**Instructions for the task**. Reproduce the records below verbatim, beginning with their first line and ending after the line that contains "346,78,385,107".

[Data entries]

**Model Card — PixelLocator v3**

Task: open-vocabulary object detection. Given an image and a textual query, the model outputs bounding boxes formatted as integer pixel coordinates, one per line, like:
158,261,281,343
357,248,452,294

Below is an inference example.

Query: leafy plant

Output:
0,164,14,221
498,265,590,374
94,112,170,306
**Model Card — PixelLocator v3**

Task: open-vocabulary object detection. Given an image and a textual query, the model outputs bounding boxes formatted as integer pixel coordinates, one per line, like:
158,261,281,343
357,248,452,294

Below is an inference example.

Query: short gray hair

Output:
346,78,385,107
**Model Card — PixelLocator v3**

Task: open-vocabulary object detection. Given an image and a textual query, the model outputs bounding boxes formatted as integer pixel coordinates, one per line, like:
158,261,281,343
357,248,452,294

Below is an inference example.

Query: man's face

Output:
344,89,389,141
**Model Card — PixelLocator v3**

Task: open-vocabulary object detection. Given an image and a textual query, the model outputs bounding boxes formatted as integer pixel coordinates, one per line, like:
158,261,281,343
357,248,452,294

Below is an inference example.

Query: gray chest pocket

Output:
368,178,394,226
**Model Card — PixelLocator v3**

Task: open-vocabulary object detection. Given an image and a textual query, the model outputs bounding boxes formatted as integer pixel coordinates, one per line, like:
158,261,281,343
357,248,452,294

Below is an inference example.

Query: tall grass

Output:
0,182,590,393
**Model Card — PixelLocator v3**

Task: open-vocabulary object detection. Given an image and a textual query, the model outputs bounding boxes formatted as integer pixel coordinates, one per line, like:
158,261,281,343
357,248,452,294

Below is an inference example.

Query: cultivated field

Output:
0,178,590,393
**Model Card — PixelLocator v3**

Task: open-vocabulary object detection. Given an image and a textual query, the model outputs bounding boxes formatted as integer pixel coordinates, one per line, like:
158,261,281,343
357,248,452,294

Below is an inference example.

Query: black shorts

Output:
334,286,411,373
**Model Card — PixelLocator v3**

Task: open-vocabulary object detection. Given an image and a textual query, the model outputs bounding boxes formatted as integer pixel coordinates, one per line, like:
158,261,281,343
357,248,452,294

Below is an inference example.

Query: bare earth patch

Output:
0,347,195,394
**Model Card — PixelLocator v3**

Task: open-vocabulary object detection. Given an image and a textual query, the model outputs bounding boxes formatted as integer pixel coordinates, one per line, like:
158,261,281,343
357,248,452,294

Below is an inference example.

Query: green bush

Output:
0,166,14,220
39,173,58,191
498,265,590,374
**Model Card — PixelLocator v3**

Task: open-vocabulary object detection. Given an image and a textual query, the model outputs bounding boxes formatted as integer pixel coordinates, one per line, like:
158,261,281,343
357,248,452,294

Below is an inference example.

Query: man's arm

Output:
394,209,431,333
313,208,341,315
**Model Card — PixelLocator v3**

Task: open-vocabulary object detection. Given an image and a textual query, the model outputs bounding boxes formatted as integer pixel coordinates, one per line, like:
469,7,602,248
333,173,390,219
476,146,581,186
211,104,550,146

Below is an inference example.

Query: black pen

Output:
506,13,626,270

**Completed task**.
**Model Card — PixelLocator v3**

Task: open-vocabulary object detection. Given an image and a textual query, the model outputs bounding boxes formatted as integer pixel coordinates, one per line, like:
158,261,281,343
357,248,452,294

Below is an inference example.

Query: leafy plant

Output:
0,164,14,221
498,265,590,374
94,112,170,306
**Model Card — PixelLocator v3**

Task: open-vocabulary object detection. Given an image and a textual query, the model outputs bounding boxes formatted as integer pixel coordinates, one per line, like:
158,261,281,343
357,248,452,294

Below is an inference example.

Query: short gray hair

Output:
346,78,385,107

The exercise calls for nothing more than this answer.